Intervista ad un veterano della Repubblica Popolare di Donetsk.

 

Mi trovo al museo della Grande Guerra Patriottica di Donetsk, appena di fianco all’enorme stadio dello Shakhtar Donetsk, che doveva ospitare i successi della squadra del miliardario Rinat Akhmetov. L’uomo che più di tutti in Donbass aveva saputo sfruttare la rottamazione dell’URSS e che in venti anni aveva costruito un impero finanziario con capitale Donetsk. Accanto a questo simbolo oggi nazionalizzato dalla Repubblica, lavora Vladimir Vladimirovic Savelov veterano dell’Afganistan e dell’ultima guerra in Est ucraina. Un età indefinita tra i 50 ed i 60 bruno dal volto affilato, la tradizionale maglietta a righe dei fanti di marina, si intona con un busto sorprendentemente atletico per la sua età.

____

:: COMPITI ::
1. Riassuma in due frasi il brano sul veterano di Donetsk.
2. Restituisca la parte del brano sul veterano di Donetsk che inizia con le parole "Mi trovo al" e termina dopo le parole "la sua età.".
I dati non hanno alcun ruolo in questo esercizio.

:: DATI DI PARTENZA ::

____

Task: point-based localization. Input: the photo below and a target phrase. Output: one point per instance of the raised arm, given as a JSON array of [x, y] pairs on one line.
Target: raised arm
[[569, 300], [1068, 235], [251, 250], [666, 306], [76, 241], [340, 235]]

____

:: SOLUZIONI DELL'ESERCIZIO ::
1. Chi scrive si trova al museo della Grande Guerra Patriottica di Donetsk, accanto allo stadio dello Shakhtar Donetsk, legato al miliardario Rinat Akhmetov, che in venti anni aveva costruito un impero finanziario con capitale Donetsk. Lì lavora Vladimir Vladimirovic Savelov, veterano dell'Afganistan e dell'ultima guerra nell'Est dell'Ucraina, un uomo tra i 50 e i 60 anni dal volto affilato e dal busto sorprendentemente atletico.

2.
Mi trovo al museo della Grande Guerra Patriottica di Donetsk, appena di fianco all’enorme stadio dello Shakhtar Donetsk, che doveva ospitare i successi della squadra del miliardario Rinat Akhmetov. L’uomo che più di tutti in Donbass aveva saputo sfruttare la rottamazione dell’URSS e che in venti anni aveva costruito un impero finanziario con capitale Donetsk. Accanto a questo simbolo oggi nazionalizzato dalla Repubblica, lavora Vladimir Vladimirovic Savelov veterano dell’Afganistan e dell’ultima guerra in Est ucraina. Un età indefinita tra i 50 ed i 60 bruno dal volto affilato, la tradizionale maglietta a righe dei fanti di marina, si intona con un busto sorprendentemente atletico per la sua età.